Go through the entries and transcribe each one exactly, dropping the pictures.

═══

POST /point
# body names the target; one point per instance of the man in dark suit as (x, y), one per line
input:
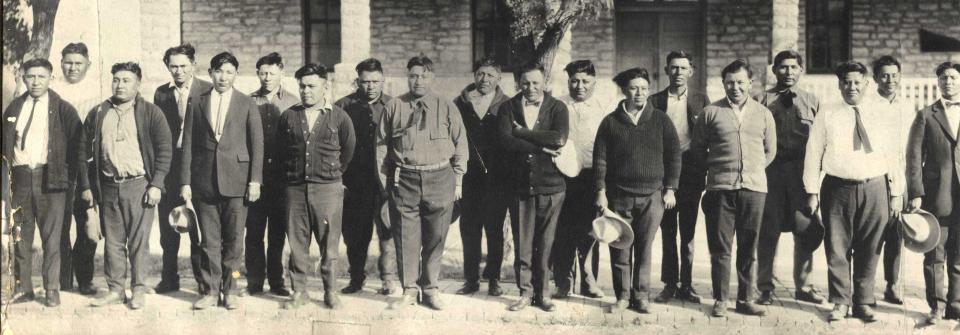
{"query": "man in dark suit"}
(933, 184)
(683, 107)
(173, 99)
(223, 161)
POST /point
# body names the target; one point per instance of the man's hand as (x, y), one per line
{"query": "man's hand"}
(253, 192)
(669, 199)
(186, 193)
(152, 197)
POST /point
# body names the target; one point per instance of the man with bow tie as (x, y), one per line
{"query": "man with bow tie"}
(793, 112)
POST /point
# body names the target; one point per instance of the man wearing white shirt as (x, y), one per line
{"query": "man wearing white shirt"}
(852, 142)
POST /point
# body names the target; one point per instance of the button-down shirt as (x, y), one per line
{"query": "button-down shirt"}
(830, 148)
(35, 151)
(120, 146)
(585, 118)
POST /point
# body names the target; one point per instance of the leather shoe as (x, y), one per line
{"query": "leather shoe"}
(205, 302)
(469, 288)
(864, 312)
(494, 288)
(520, 304)
(667, 294)
(749, 308)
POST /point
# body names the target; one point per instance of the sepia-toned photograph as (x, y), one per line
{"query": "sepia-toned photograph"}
(442, 167)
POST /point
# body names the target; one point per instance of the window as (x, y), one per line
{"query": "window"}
(828, 36)
(322, 31)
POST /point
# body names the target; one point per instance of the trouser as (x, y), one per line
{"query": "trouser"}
(783, 211)
(483, 209)
(126, 232)
(533, 219)
(170, 238)
(222, 221)
(364, 211)
(855, 215)
(728, 214)
(266, 215)
(78, 259)
(644, 214)
(574, 244)
(422, 202)
(37, 207)
(314, 209)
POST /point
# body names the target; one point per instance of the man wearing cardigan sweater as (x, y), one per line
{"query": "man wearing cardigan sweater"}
(735, 139)
(532, 127)
(636, 160)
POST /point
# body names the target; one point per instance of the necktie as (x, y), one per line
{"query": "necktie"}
(860, 138)
(23, 138)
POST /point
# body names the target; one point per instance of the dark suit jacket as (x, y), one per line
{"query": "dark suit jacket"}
(156, 146)
(222, 168)
(931, 172)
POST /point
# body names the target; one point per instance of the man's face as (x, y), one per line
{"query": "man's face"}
(581, 86)
(486, 79)
(788, 72)
(37, 79)
(888, 79)
(737, 86)
(223, 77)
(679, 70)
(312, 89)
(852, 87)
(125, 86)
(949, 82)
(270, 76)
(419, 80)
(74, 67)
(370, 84)
(531, 85)
(181, 68)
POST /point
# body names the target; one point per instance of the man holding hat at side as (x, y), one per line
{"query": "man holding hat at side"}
(932, 184)
(636, 161)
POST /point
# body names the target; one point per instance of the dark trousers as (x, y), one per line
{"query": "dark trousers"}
(266, 215)
(728, 214)
(422, 202)
(644, 214)
(782, 212)
(126, 232)
(574, 244)
(38, 207)
(533, 219)
(317, 210)
(222, 221)
(77, 259)
(364, 211)
(483, 209)
(855, 215)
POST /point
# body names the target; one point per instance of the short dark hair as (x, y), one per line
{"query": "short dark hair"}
(785, 55)
(886, 60)
(369, 65)
(223, 58)
(420, 61)
(127, 66)
(946, 66)
(184, 49)
(37, 62)
(486, 61)
(623, 78)
(850, 66)
(272, 58)
(311, 69)
(578, 66)
(75, 48)
(736, 66)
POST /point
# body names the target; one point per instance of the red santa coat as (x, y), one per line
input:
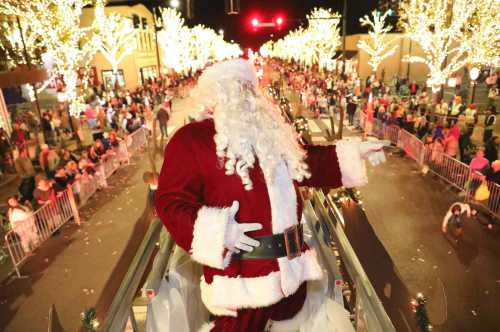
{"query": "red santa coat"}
(193, 199)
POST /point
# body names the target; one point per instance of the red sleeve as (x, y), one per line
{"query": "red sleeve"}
(180, 188)
(324, 167)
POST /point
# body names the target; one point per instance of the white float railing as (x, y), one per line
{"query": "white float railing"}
(433, 156)
(29, 234)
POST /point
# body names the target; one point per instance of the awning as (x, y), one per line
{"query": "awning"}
(22, 75)
(348, 54)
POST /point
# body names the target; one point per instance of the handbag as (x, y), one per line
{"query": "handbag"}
(482, 193)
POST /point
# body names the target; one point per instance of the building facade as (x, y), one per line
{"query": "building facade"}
(136, 67)
(393, 65)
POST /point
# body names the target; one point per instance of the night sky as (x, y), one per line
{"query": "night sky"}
(237, 27)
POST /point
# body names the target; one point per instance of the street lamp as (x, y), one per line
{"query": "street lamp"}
(473, 74)
(175, 3)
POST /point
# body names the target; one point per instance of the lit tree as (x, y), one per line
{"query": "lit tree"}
(174, 40)
(186, 49)
(323, 35)
(118, 38)
(315, 44)
(57, 23)
(377, 46)
(438, 26)
(484, 34)
(11, 45)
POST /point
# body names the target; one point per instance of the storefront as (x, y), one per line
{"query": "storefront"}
(109, 78)
(147, 73)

═══

- _Complete output_:
POST /point
# body names the target; one point per instance of the man in dark suit as (x, y), one per line
input:
{"query": "man in dark suit"}
(933, 184)
(683, 107)
(173, 99)
(223, 161)
POST /point
# body names the target; one point per instance of the man's hand as (x, y), one per line
{"query": "man's hand"}
(253, 192)
(669, 199)
(186, 193)
(152, 197)
POST /point
# body names the target; one point per instance of the man with bow tie as (x, y), one per line
{"query": "man with bow tie"}
(793, 112)
POST /point
# body names the target; one point per instance of the man wearing white shirt as (x, y), one per line
{"query": "man wearing white shirt"}
(852, 142)
POST /point
# body names the target; one point per instance of the button-down shirt as (x, y), one per line
{"query": "button-down shirt"}
(830, 148)
(35, 151)
(120, 146)
(585, 118)
POST /point
# body names the target; one point per instance of the leather shoe as (x, y), one per line
{"query": "leather shoe"}
(205, 302)
(469, 288)
(864, 312)
(494, 288)
(520, 304)
(667, 294)
(749, 308)
POST /point
# body names the target; one point per instance of the sepia-toned photograph as (x, y), one per line
{"query": "sepia-toned photograph"}
(442, 167)
POST /point
# body names the target; one point per instance of the window as (x, y), one per line
{"query": "window"}
(828, 36)
(322, 31)
POST /point
# body names the target; one point per instance of the trouser as (x, y), one per line
{"query": "trouser"}
(783, 211)
(483, 209)
(126, 232)
(533, 219)
(170, 238)
(222, 221)
(364, 211)
(855, 215)
(728, 214)
(266, 215)
(78, 259)
(644, 214)
(574, 244)
(422, 202)
(37, 207)
(314, 209)
POST /point
# body names the target; one point per instance of the man wearing cardigan sweater as (x, y), one per line
{"query": "man wearing cardigan sweater"}
(735, 139)
(532, 127)
(636, 160)
POST /point
# body names the target; one point per instance of the necktie as (x, y), one per line
{"query": "necktie"}
(860, 138)
(23, 138)
POST /point
# body names the target; one point per instance of the dark suit jacket as (x, y), one per line
{"query": "dark suit jacket"}
(156, 146)
(222, 168)
(931, 172)
POST /point
# body names the target; one point per instance of the man's face as (x, y), one per line
{"query": "man's face"}
(581, 86)
(486, 79)
(788, 72)
(37, 79)
(888, 79)
(737, 86)
(223, 77)
(679, 70)
(312, 89)
(852, 87)
(125, 86)
(949, 82)
(270, 76)
(419, 80)
(74, 67)
(370, 84)
(531, 85)
(181, 68)
POST /point
# body names the target; one point per instance of the man holding hat at side as (x, y), one per line
{"query": "man holding hat at side"}
(932, 184)
(636, 161)
POST /point
# body names the target; one point per instance of the dark trousers as (x, y), one per line
{"query": "dark trousers"}
(266, 215)
(728, 214)
(422, 202)
(644, 214)
(782, 212)
(126, 232)
(574, 244)
(38, 207)
(533, 219)
(317, 210)
(222, 221)
(77, 259)
(364, 211)
(483, 209)
(855, 215)
POST /point
# body names the target; one point per instance of the short dark hair as (x, y), one per line
{"query": "short dark hair"}
(785, 55)
(886, 60)
(369, 65)
(223, 58)
(420, 61)
(127, 66)
(946, 66)
(184, 49)
(37, 62)
(486, 61)
(623, 78)
(850, 66)
(272, 58)
(311, 69)
(578, 66)
(75, 48)
(736, 66)
POST /point
# body names the target; one point per instance of the red santa coat as (x, y), one per line
input:
{"query": "red santa coat"}
(193, 199)
POST /point
# body names the target; one point per instance of the red sleeve as (x, y), one per line
{"query": "red sleeve"}
(180, 188)
(324, 167)
POST /point
# body names the target; one point per instance of the white float railing as (x, y), one per line
{"query": "white float railing"}
(433, 156)
(29, 234)
POST /point
# body names the target; one point per instance of the awning as (x, y), one per line
{"query": "awning"}
(22, 75)
(348, 54)
POST /point
# body names the target; one point per instance of the handbag as (x, y), one per line
{"query": "handbag"}
(482, 193)
POST /point
# body names the target; one point per instance of the building facade as (x, y), one per line
{"query": "building facade"}
(136, 67)
(393, 65)
POST /point
# body names the target; one point per instance of the night sky as (x, y), one per line
{"query": "night sky"}
(237, 27)
POST /point
# body names the target; one point per instance of the street lamp as (x, y), one per line
{"query": "street lamp"}
(473, 74)
(175, 3)
POST /point
# body names the target; one point per instance of the lit tree as (x, y), one per line
{"query": "lit tree"}
(174, 40)
(186, 49)
(323, 35)
(118, 38)
(315, 44)
(57, 23)
(377, 46)
(438, 26)
(484, 34)
(11, 45)
POST /point
# body names the target; one point per instance of the storefront as (x, y), one per line
{"query": "storefront"}
(109, 78)
(147, 73)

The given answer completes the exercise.